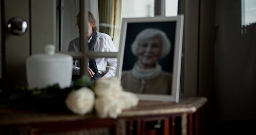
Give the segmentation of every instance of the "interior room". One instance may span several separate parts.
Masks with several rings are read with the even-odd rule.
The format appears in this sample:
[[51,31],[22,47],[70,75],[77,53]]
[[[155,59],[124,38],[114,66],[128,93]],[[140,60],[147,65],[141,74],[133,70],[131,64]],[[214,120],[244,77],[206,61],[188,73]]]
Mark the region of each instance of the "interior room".
[[[79,32],[85,34],[87,25],[81,25],[81,32],[77,25],[78,13],[81,11],[92,12],[98,31],[110,36],[118,52],[122,48],[123,18],[182,15],[179,95],[203,97],[207,102],[197,110],[198,129],[192,134],[181,131],[182,133],[175,134],[249,134],[254,132],[254,0],[1,0],[0,8],[0,94],[27,86],[26,59],[44,53],[46,44],[54,44],[56,52],[80,60],[80,74],[84,74],[86,69],[83,67],[87,65],[87,56],[68,52],[70,41],[80,36]],[[85,22],[87,14],[81,15],[80,22]],[[8,26],[13,17],[26,21],[27,29],[11,32]],[[118,57],[118,53],[96,52],[91,55]],[[112,124],[109,120],[106,122]],[[0,125],[0,129],[1,126],[5,128]]]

DIRECTIVE: Reproduce every line of the material above word for word, leaving out the picture.

ANSWER:
Give the segmentation of every instance of the "interior room". One instance may span several separate parts.
Masks with several rings are read with the even-odd rule.
The format appears in this sample:
[[51,31],[22,47],[70,75],[77,53]]
[[[155,59],[124,38],[114,66],[128,93]],[[140,60],[147,65],[141,74],[133,70],[131,64]],[[214,120],[244,77],[206,61],[188,73]]]
Mark the region of each instance of the "interior room".
[[[79,32],[85,34],[87,25],[81,25],[81,32],[77,25],[78,13],[81,11],[92,12],[98,31],[110,36],[118,52],[122,48],[123,18],[182,15],[179,95],[203,97],[207,102],[197,110],[198,129],[192,134],[181,131],[182,133],[175,134],[249,134],[254,132],[254,0],[1,0],[0,8],[0,94],[27,86],[26,59],[44,53],[46,44],[54,44],[56,52],[80,60],[80,74],[84,74],[86,69],[83,67],[87,65],[87,56],[68,52],[70,41],[80,36]],[[85,22],[87,14],[81,15],[80,22]],[[8,26],[13,17],[26,21],[27,29],[11,32]],[[118,57],[118,53],[96,52],[91,55]],[[112,124],[109,120],[106,122]],[[0,125],[0,129],[1,126],[5,128]]]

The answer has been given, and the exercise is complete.